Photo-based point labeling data
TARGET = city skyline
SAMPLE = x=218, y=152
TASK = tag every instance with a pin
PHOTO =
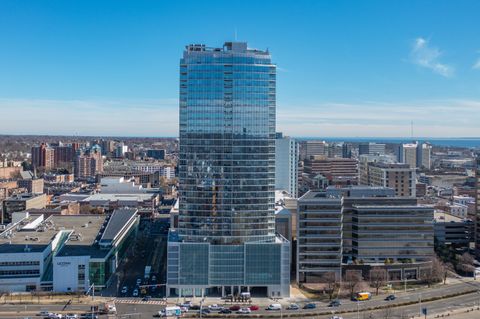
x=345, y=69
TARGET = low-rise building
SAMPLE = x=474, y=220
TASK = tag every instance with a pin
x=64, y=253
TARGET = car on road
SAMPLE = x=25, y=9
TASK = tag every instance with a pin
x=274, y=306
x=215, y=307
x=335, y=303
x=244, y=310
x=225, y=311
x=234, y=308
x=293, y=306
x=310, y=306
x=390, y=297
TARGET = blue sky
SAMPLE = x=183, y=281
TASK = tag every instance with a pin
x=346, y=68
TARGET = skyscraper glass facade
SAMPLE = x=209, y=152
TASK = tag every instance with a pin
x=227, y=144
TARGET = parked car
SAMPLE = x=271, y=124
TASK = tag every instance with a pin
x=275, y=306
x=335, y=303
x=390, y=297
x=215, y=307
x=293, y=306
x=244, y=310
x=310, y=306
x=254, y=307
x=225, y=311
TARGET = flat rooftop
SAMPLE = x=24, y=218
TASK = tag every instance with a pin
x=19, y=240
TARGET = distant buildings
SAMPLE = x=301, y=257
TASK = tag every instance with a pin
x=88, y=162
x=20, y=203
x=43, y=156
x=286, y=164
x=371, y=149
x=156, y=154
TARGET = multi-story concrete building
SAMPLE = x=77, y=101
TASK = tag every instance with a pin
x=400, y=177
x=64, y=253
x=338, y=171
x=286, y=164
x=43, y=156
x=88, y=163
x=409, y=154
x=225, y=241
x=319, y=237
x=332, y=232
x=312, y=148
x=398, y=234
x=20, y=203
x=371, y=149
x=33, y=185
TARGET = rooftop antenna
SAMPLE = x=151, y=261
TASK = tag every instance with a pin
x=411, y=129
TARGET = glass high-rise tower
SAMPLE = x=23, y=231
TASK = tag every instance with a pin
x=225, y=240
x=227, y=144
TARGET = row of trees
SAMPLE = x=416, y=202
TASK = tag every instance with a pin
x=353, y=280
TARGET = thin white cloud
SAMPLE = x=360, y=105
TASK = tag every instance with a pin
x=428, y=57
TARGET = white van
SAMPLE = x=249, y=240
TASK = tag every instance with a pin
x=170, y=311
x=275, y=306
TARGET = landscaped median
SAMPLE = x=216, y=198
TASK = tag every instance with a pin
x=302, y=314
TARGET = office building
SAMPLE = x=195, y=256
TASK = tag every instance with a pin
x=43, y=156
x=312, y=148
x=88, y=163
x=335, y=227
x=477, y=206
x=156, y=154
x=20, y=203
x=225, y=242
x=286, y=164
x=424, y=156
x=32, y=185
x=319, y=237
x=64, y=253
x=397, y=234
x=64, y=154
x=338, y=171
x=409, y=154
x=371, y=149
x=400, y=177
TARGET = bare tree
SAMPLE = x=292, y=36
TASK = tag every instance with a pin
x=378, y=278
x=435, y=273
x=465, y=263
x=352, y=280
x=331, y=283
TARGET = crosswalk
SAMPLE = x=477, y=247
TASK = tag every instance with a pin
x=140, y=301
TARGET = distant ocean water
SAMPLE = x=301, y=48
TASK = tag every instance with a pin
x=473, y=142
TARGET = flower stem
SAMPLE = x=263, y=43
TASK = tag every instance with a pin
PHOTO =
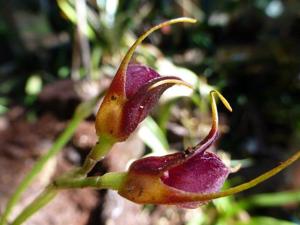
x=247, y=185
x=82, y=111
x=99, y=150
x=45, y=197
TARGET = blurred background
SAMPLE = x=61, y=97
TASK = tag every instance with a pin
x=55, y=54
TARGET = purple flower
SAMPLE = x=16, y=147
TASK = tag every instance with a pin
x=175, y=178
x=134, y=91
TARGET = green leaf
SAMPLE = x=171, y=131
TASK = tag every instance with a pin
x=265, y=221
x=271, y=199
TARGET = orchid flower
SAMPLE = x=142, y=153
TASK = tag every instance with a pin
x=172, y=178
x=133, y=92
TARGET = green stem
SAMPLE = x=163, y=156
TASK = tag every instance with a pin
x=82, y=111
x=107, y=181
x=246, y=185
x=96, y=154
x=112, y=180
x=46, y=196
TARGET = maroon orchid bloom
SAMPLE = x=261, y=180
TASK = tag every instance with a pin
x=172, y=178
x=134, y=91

* * *

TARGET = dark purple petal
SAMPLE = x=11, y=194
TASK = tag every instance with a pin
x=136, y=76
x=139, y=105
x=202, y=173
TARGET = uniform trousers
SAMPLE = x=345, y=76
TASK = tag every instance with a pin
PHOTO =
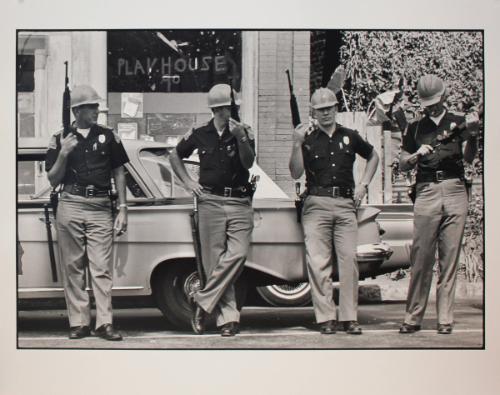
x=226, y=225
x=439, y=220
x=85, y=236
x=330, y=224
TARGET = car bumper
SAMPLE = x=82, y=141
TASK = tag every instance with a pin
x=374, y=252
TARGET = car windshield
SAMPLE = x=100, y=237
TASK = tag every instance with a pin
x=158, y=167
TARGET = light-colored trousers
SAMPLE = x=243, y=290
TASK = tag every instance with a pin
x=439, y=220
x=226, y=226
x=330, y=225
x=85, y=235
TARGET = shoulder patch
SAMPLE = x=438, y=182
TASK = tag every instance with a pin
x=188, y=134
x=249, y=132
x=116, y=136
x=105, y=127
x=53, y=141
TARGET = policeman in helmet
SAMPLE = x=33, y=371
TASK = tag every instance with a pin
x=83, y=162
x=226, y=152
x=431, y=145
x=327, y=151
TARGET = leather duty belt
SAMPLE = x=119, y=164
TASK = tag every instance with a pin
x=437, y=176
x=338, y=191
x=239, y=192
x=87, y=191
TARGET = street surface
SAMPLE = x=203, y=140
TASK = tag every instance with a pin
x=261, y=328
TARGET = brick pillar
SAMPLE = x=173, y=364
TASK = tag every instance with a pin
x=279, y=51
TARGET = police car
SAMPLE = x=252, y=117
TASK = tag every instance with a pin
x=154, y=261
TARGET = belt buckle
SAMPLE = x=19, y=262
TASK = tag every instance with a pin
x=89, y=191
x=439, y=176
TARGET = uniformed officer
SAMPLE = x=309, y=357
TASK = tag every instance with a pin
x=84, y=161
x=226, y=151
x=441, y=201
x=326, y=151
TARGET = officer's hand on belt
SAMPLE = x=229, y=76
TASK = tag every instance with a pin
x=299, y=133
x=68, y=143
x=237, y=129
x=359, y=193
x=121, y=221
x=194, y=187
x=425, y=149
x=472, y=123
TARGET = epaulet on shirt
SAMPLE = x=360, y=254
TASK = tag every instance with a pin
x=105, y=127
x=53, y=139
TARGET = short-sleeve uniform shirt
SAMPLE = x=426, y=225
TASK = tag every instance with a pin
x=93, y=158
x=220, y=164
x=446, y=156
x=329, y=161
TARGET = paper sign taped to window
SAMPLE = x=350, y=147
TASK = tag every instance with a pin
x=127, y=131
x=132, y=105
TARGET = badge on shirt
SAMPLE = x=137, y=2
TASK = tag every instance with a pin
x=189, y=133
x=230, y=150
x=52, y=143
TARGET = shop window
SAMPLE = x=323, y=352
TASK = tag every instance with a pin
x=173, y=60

TASK DIRECTIONS → Extract every line of the data above that contains the string "glass", and copy each one unchanged.

EXERCISE RESULT →
TARGET = skyscraper glass facade
TARGET = glass high-rise tower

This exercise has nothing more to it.